#### Direction
Please answer these questions using the theater review below:
(a) To which city does Stella Feehily's adaptation move the Coleman family's home?
(b) In which city was Claudio Tolcachir's drama first produced?
(c) Which family member's illness forces Veronica into a reconciliation with her relatives?
──────── Supplied text ────────
Melissa Blease reviews Claudio Tolcachir’s The Omission of the Family Coleman, on at Ustinov Studio until 27 April
What would be the pitch for The Omission of the Family Coleman? A soft-focus Angela’s Ashes, perhaps, or the bridge that connects Roddy Doyle to Marian Keyes? There are echoes of Shameless, flashbacks to Carla Lane’s vintage TV sitcom Bread and reflections of Mike Leigh’s Secrets & Lies within this quasi-farcical family melodrama too, all muddled up with strong associations to Argentinian film director Alejandro Doria’s dark 1985 comedy Waiting for the Hearse (Esperando la Carroza).
While the last drama in the Ustinov’s season of premieres from the Americas is, ultimately, all its own, glorious work (well, the glorious work of a glorious combination of writer, adapter, director, various designers and cast), the last reference in the imaginary pitch list is probably the most appropriate, given that Claudio Tolcachir’s award-winning 2005 drama was first produced in recession-gripped Buenos Aires and explores similar issues to Doria’s cult film: generational conflict, financial woes, a claustrophobic domestic environment. Tolcachir, however, takes all those issues and amps the stress-volume all the way up to eleven.
Stella Feehily’s skilful adaptation relocates the Coleman family’s home to Dublin, Ustinov Studio Artistic Director Laurence Boswell gives them all manner of emotional and physical dynamics to play with, and an artfully cohesive eight-strong ensemble bring the family’s disturbing, frenetic, claustrophobic, situation to life; we’re firmly on kitchen sink realism territory here, and the super-dysfunctional Coleman family’s drains are blocked beyond repair.
Three generations of the poverty-stricken clan live together in one tiny, grubby, broken-down house: Granny, her daughter Mary, and Mary’s three grown up children Damian, Gaby and Marko. When Granny is taken ill, Mary’s estranged sister Veronica is forced into an uncomfortable reconciliation with her kith and kin. When all is said and done (and there’s a lot said and done during this fraught, 120-minute emotional switchback ride) this is a family reunion from hell.
──────── Data lines ────────
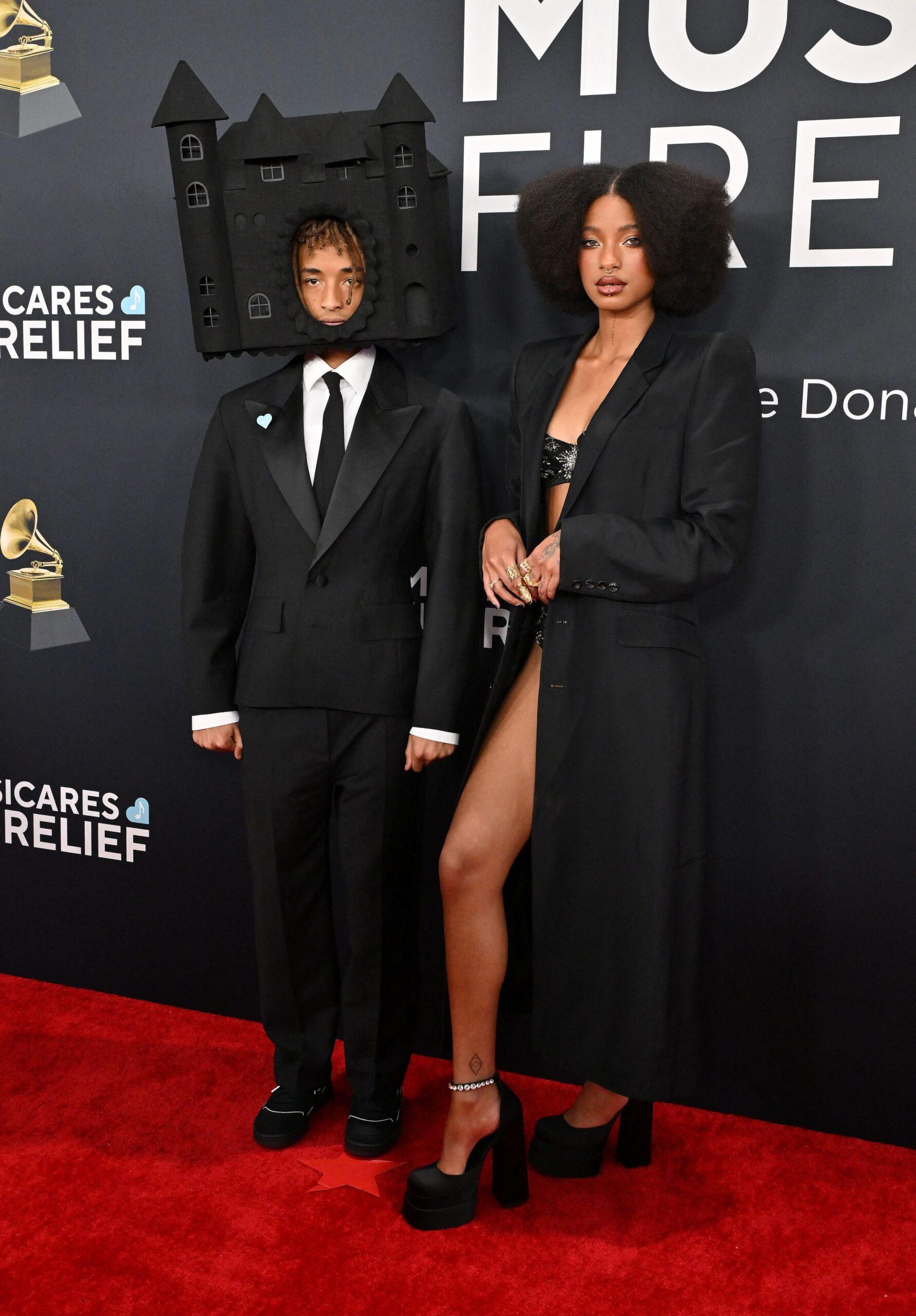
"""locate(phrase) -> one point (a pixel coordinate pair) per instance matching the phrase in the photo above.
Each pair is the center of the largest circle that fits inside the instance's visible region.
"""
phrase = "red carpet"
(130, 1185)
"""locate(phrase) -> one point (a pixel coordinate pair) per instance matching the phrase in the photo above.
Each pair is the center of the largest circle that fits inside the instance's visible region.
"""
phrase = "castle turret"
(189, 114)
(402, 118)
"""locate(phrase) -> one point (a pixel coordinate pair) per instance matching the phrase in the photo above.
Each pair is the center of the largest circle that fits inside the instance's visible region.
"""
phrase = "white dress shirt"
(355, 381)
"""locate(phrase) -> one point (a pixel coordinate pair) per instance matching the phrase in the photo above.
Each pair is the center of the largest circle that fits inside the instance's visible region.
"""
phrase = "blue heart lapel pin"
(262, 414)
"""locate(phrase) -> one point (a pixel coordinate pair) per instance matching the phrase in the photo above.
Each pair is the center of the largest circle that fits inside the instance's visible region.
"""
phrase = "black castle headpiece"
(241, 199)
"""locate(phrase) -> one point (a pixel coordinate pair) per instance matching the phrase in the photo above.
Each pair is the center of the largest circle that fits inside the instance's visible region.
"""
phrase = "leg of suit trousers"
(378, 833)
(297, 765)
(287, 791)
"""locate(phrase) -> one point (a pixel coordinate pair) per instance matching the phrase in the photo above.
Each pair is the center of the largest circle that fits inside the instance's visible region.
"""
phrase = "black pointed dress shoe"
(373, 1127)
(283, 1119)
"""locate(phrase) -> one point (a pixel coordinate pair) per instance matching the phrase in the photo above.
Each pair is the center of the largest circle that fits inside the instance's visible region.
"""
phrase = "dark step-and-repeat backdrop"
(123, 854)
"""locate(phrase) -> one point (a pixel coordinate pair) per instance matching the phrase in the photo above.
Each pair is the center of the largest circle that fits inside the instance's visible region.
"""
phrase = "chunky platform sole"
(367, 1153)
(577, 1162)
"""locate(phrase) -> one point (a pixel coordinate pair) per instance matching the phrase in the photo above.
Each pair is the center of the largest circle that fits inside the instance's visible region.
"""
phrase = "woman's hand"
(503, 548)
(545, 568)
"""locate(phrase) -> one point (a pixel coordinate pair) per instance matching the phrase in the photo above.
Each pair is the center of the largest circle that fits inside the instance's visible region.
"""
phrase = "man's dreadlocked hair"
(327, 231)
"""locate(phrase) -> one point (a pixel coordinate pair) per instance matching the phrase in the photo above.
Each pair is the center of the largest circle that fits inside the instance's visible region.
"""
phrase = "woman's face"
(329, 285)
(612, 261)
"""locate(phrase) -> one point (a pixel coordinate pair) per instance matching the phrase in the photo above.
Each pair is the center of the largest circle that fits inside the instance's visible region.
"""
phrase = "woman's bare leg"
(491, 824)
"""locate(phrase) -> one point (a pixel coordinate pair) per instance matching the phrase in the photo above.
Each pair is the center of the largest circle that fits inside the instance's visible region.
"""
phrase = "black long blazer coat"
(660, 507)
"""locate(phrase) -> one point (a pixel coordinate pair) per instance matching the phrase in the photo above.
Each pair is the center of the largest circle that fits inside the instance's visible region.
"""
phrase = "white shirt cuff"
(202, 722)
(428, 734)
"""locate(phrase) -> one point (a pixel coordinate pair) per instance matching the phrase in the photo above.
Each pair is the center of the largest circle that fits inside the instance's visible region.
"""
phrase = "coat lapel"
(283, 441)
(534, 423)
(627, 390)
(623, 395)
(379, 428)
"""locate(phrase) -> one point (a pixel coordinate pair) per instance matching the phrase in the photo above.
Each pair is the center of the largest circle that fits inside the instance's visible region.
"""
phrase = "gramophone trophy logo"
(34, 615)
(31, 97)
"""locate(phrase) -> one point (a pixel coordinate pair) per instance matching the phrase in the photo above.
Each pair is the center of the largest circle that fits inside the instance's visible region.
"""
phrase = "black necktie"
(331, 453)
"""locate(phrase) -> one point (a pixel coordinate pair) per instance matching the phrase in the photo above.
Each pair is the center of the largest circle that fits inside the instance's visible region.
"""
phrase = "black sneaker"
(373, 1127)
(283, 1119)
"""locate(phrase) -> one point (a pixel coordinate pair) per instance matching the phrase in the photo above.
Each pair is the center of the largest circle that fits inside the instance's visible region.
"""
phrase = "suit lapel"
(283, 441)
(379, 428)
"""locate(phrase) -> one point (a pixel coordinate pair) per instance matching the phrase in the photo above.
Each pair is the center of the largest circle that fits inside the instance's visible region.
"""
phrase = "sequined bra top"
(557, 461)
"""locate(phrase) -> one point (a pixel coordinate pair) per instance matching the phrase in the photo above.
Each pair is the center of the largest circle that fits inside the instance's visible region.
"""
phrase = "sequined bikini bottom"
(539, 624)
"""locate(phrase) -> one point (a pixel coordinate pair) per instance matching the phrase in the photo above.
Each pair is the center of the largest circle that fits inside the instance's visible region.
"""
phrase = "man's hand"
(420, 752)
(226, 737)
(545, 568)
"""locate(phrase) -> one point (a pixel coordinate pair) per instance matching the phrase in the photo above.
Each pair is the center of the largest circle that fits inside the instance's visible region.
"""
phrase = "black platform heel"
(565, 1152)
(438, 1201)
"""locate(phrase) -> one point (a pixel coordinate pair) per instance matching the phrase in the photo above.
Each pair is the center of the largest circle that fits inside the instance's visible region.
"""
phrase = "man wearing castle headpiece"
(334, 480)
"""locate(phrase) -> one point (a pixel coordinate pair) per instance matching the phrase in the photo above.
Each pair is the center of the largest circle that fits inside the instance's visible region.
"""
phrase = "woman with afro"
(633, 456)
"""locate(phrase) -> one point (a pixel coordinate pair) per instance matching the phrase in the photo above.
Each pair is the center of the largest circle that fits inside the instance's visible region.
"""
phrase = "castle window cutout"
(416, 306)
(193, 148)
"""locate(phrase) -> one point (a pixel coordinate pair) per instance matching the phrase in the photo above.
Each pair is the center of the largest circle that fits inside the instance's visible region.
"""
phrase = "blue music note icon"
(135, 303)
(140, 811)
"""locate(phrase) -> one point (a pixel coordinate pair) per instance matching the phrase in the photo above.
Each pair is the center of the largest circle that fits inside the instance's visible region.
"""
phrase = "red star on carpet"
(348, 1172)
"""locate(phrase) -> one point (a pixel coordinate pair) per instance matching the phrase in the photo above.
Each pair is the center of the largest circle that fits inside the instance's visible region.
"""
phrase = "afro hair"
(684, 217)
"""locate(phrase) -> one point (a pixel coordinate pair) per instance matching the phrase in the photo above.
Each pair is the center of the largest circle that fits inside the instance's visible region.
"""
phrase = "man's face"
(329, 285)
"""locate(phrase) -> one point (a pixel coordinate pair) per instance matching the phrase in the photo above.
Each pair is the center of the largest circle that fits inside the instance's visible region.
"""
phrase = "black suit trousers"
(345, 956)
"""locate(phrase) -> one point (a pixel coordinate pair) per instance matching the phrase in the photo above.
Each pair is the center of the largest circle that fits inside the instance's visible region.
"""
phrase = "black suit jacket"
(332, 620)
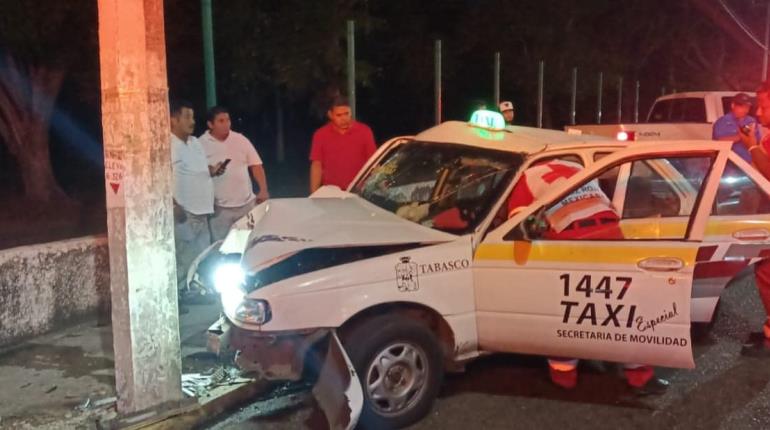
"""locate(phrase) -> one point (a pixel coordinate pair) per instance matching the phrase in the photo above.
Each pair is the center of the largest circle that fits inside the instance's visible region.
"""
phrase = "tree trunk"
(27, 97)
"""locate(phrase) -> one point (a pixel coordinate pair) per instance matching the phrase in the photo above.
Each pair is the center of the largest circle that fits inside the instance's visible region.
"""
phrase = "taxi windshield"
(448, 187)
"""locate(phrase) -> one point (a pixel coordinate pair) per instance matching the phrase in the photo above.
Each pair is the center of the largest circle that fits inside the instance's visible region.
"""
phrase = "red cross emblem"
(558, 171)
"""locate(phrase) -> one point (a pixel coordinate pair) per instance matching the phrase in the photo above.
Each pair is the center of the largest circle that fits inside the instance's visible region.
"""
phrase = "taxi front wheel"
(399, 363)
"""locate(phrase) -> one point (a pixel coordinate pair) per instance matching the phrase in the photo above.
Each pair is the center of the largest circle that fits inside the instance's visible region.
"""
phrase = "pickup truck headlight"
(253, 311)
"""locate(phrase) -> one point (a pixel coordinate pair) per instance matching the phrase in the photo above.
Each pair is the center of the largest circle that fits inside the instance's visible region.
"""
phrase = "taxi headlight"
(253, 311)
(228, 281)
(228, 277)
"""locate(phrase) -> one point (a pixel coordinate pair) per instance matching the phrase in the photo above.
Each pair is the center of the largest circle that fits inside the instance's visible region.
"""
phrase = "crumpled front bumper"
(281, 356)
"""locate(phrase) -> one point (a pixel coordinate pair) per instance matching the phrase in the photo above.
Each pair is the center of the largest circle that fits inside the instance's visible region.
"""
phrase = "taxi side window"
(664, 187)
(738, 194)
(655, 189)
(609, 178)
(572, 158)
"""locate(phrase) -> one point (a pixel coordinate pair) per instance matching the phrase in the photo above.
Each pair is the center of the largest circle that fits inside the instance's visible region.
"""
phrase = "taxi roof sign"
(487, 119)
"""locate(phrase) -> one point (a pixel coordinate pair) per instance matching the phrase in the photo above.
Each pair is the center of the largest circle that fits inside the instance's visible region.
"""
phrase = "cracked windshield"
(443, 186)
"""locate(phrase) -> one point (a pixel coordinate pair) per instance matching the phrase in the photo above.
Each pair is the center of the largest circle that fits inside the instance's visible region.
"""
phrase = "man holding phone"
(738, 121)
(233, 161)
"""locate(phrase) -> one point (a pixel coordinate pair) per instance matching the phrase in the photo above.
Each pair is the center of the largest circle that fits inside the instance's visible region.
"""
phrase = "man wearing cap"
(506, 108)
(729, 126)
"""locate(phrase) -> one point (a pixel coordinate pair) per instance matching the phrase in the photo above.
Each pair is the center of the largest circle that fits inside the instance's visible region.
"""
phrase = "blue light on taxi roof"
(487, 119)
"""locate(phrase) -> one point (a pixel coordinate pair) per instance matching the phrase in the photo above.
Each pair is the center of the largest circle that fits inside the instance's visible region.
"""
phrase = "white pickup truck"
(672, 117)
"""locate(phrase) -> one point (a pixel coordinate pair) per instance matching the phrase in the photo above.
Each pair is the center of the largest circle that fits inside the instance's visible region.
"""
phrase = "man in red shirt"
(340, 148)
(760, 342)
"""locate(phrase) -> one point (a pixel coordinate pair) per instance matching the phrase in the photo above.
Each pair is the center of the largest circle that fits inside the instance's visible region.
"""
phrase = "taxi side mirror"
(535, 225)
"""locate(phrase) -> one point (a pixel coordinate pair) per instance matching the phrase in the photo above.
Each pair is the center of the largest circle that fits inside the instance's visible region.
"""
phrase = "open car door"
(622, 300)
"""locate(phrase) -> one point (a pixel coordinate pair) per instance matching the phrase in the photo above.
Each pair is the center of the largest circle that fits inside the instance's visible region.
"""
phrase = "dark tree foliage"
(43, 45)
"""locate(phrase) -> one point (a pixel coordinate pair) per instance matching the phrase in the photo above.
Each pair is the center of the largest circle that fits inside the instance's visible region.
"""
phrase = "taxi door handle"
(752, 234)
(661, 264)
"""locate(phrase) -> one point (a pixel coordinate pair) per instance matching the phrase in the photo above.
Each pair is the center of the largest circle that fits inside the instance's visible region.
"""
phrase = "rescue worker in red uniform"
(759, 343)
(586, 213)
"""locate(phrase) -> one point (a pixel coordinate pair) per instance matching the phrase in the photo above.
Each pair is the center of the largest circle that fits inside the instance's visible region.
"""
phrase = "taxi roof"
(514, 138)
────────
#### Exercise output
(a) Dublin
(b) Buenos Aires
(c) Granny